[THE DATA]

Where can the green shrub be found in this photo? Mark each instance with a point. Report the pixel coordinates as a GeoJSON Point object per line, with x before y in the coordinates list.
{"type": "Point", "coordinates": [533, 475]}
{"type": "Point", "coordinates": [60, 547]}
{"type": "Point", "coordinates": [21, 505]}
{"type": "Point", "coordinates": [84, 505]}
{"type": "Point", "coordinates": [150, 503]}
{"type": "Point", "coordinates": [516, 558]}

[/THE DATA]

EXERCISE AIM — Write out each entry again, word for word.

OUTPUT BELOW —
Where can the green shrub be found in this photo? Mark each instance with a point. Report the pixel coordinates as a GeoJSON Point object per line, with x before y in the coordinates list.
{"type": "Point", "coordinates": [533, 475]}
{"type": "Point", "coordinates": [60, 547]}
{"type": "Point", "coordinates": [21, 505]}
{"type": "Point", "coordinates": [84, 505]}
{"type": "Point", "coordinates": [150, 503]}
{"type": "Point", "coordinates": [516, 558]}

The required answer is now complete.